* **Exercise objective**
Please count the lines in the data below containing the string "that", with case counting, and reply with the number alone.

* **Record set**
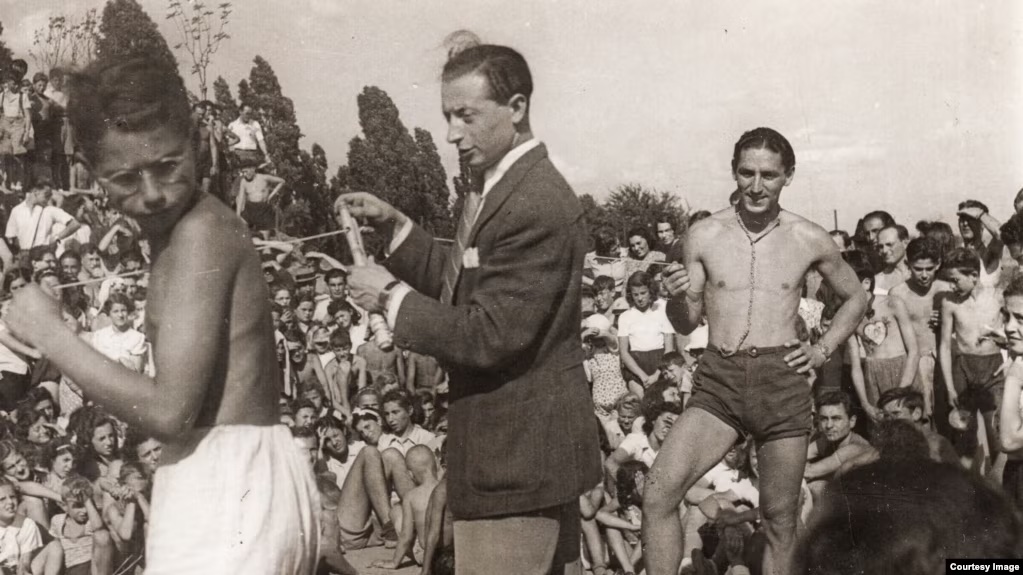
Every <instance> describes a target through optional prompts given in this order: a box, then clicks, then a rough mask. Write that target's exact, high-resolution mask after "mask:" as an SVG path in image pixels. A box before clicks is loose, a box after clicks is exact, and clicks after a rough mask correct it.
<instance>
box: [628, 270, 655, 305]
mask: <svg viewBox="0 0 1023 575" xmlns="http://www.w3.org/2000/svg"><path fill="white" fill-rule="evenodd" d="M632 287H647V289H648V290H650V296H651V299H653V298H654V296H655V294H657V290H656V289H655V286H654V276H653V275H651V274H649V273H647V272H646V271H637V272H634V273H633V274H632V275H630V276H629V279H628V280H627V281H626V282H625V300H626V301H628V303H629V305H630V306H635V303H634V302H633V301H632ZM651 303H653V302H651Z"/></svg>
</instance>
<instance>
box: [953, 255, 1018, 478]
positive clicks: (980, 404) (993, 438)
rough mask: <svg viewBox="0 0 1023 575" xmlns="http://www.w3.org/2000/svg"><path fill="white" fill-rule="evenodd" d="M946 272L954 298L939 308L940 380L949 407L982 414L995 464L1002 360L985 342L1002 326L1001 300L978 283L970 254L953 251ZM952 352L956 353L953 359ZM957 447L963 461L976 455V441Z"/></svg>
mask: <svg viewBox="0 0 1023 575" xmlns="http://www.w3.org/2000/svg"><path fill="white" fill-rule="evenodd" d="M944 269H945V270H947V272H948V279H949V281H950V282H951V289H952V294H951V296H950V297H948V298H945V300H944V301H943V302H942V304H941V341H940V343H939V347H938V350H939V356H940V358H941V374H942V375H943V377H944V380H945V389H946V390H947V391H948V401H949V404H951V405H953V406H955V407H957V408H959V409H967V410H968V411H970V412H976V411H980V413H981V416H982V418H983V422H984V433H985V434H986V436H987V443H988V446H989V447H990V456H991V460H992V461H993V460H994V458H995V457H996V456H997V454H998V453H1000V452H1002V448H1000V446H999V442H998V434H997V432H996V430H995V429H994V413H995V412H996V411H997V410H998V409H999V407H1000V406H1002V392H1003V387H1004V381H1005V378H1004V375H1002V364H1003V362H1004V360H1003V357H1002V351H1000V350H999V349H998V347H997V345H996V344H995V343H994V342H993V341H992V340H991V339H989V338H987V337H985V336H986V335H987V333H988V331H989V330H990V329H991V327H999V326H1000V325H1002V304H1003V301H1002V300H1003V298H1002V294H1000V292H998V291H997V290H996V289H995V287H991V286H986V285H984V284H983V283H982V282H981V281H980V275H981V273H980V272H981V262H980V258H978V257H977V254H976V253H975V252H973V251H972V250H968V249H966V248H960V249H957V250H952V252H951V253H949V254H948V255H947V256H946V257H945V262H944ZM952 346H954V347H955V349H954V351H955V354H954V356H953V354H952ZM961 397H962V399H963V400H962V401H961ZM967 398H969V401H966V399H967ZM975 429H976V428H975V427H974V426H973V425H971V426H970V428H969V429H968V430H967V431H968V433H970V434H973V433H974V431H975ZM957 443H958V445H957V447H958V449H959V451H960V455H962V456H971V455H972V453H971V452H970V451H972V449H970V447H971V446H972V445H973V441H972V438H971V439H969V440H966V441H963V442H957Z"/></svg>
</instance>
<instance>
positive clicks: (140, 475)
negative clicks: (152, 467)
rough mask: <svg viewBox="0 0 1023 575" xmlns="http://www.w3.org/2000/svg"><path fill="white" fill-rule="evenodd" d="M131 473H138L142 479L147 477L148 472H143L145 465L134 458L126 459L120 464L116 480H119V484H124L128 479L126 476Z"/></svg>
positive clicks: (118, 480)
mask: <svg viewBox="0 0 1023 575" xmlns="http://www.w3.org/2000/svg"><path fill="white" fill-rule="evenodd" d="M133 473H137V474H139V475H140V476H142V477H143V478H144V479H149V474H147V473H146V472H145V467H143V466H142V463H140V462H139V461H137V460H135V459H128V460H126V461H125V462H123V463H122V465H121V473H120V475H119V476H118V481H120V482H121V485H124V484H125V482H126V481H128V477H129V476H131V474H133Z"/></svg>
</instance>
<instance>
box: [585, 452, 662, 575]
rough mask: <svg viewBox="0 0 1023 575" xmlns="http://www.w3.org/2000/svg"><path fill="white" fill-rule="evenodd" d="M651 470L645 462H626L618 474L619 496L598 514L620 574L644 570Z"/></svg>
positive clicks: (618, 490) (604, 507) (617, 486)
mask: <svg viewBox="0 0 1023 575" xmlns="http://www.w3.org/2000/svg"><path fill="white" fill-rule="evenodd" d="M649 471H650V468H649V467H648V466H647V463H644V462H642V461H635V460H632V461H626V462H624V463H622V466H621V467H620V468H618V470H617V471H616V473H615V485H616V486H617V491H616V492H617V496H616V497H615V499H614V500H613V501H612V502H610V503H609V504H607V505H605V506H604V507H603V508H602V510H601V511H599V512H597V514H596V520H597V522H598V523H601V524H602V525H603V526H604V527H605V528H606V530H607V537H608V547H610V549H611V554H612V556H613V557H614V558H615V560H616V561H617V562H618V565H619V566H620V567H621V570H622V571H621V572H625V573H638V572H640V571H642V564H641V561H642V545H641V544H640V542H639V530H640V529H642V492H643V486H644V485H646V483H647V474H648V472H649Z"/></svg>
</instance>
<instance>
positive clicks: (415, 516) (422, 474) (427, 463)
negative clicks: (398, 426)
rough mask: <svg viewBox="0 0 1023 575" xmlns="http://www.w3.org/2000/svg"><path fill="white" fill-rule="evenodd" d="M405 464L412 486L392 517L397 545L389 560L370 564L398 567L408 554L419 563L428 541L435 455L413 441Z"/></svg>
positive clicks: (433, 478)
mask: <svg viewBox="0 0 1023 575" xmlns="http://www.w3.org/2000/svg"><path fill="white" fill-rule="evenodd" d="M405 466H406V467H407V468H408V474H409V475H410V476H412V481H413V482H415V487H413V488H412V489H411V490H410V491H409V492H408V493H406V494H405V498H404V499H402V501H401V515H400V516H399V518H396V519H395V528H396V529H398V546H396V547H395V548H394V558H393V559H392V560H391V561H383V562H377V563H374V564H373V565H371V566H370V567H380V568H382V569H398V566H399V565H401V562H402V561H403V560H404V559H405V557H406V556H409V555H411V556H412V558H413V559H414V560H415V563H417V564H419V565H422V559H424V558H422V551H424V549H426V543H427V541H426V538H427V508H428V507H429V505H430V495H431V494H432V493H433V492H434V488H435V487H437V483H438V479H437V473H438V471H437V457H436V456H434V452H433V451H431V449H430V448H429V447H427V446H426V445H416V446H415V447H412V448H411V449H409V450H408V453H407V454H406V455H405ZM413 539H414V541H413Z"/></svg>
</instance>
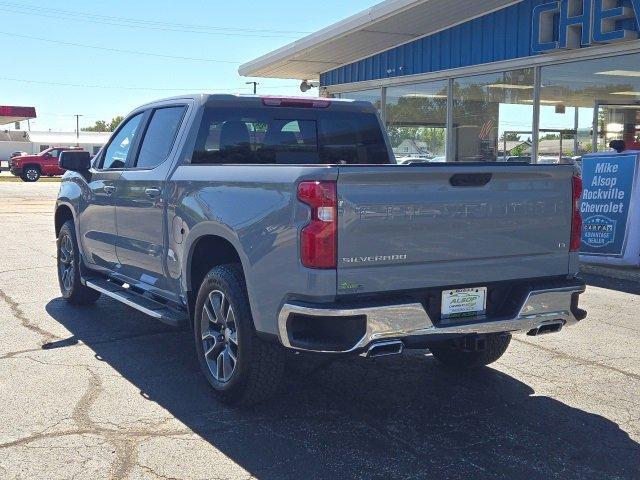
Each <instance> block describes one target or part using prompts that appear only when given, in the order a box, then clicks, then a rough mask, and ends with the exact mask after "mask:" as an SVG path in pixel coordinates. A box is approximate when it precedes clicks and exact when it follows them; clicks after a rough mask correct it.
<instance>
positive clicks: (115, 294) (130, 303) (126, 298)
mask: <svg viewBox="0 0 640 480" xmlns="http://www.w3.org/2000/svg"><path fill="white" fill-rule="evenodd" d="M84 284H85V285H86V286H87V287H89V288H91V289H92V290H95V291H97V292H100V293H102V294H104V295H106V296H107V297H111V298H113V299H114V300H117V301H119V302H121V303H124V304H125V305H128V306H129V307H132V308H135V309H136V310H138V311H139V312H142V313H144V314H146V315H149V316H150V317H153V318H155V319H156V320H160V321H161V322H162V323H166V324H167V325H171V326H173V327H180V326H182V325H184V324H185V323H186V322H187V321H188V320H189V317H188V315H187V313H186V312H181V311H179V310H176V309H174V308H171V307H168V306H167V305H164V304H162V303H160V302H156V301H155V300H152V299H150V298H147V297H145V296H143V295H141V294H139V293H136V292H134V291H132V290H131V289H129V288H125V287H122V286H120V285H118V284H116V283H113V282H111V281H109V280H106V279H102V278H89V279H85V280H84Z"/></svg>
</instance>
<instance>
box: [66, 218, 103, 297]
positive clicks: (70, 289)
mask: <svg viewBox="0 0 640 480" xmlns="http://www.w3.org/2000/svg"><path fill="white" fill-rule="evenodd" d="M57 247H58V248H57V250H58V282H59V283H60V293H62V297H63V298H64V299H65V300H66V301H67V302H69V303H71V304H72V305H91V304H92V303H95V302H96V301H97V300H98V298H100V293H99V292H96V291H95V290H93V289H91V288H88V287H86V286H85V285H83V284H82V282H81V281H80V251H79V250H78V242H77V240H76V230H75V226H74V224H73V221H71V220H69V221H68V222H66V223H65V224H64V225H62V228H61V229H60V233H59V234H58V244H57Z"/></svg>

* **Worked solution**
2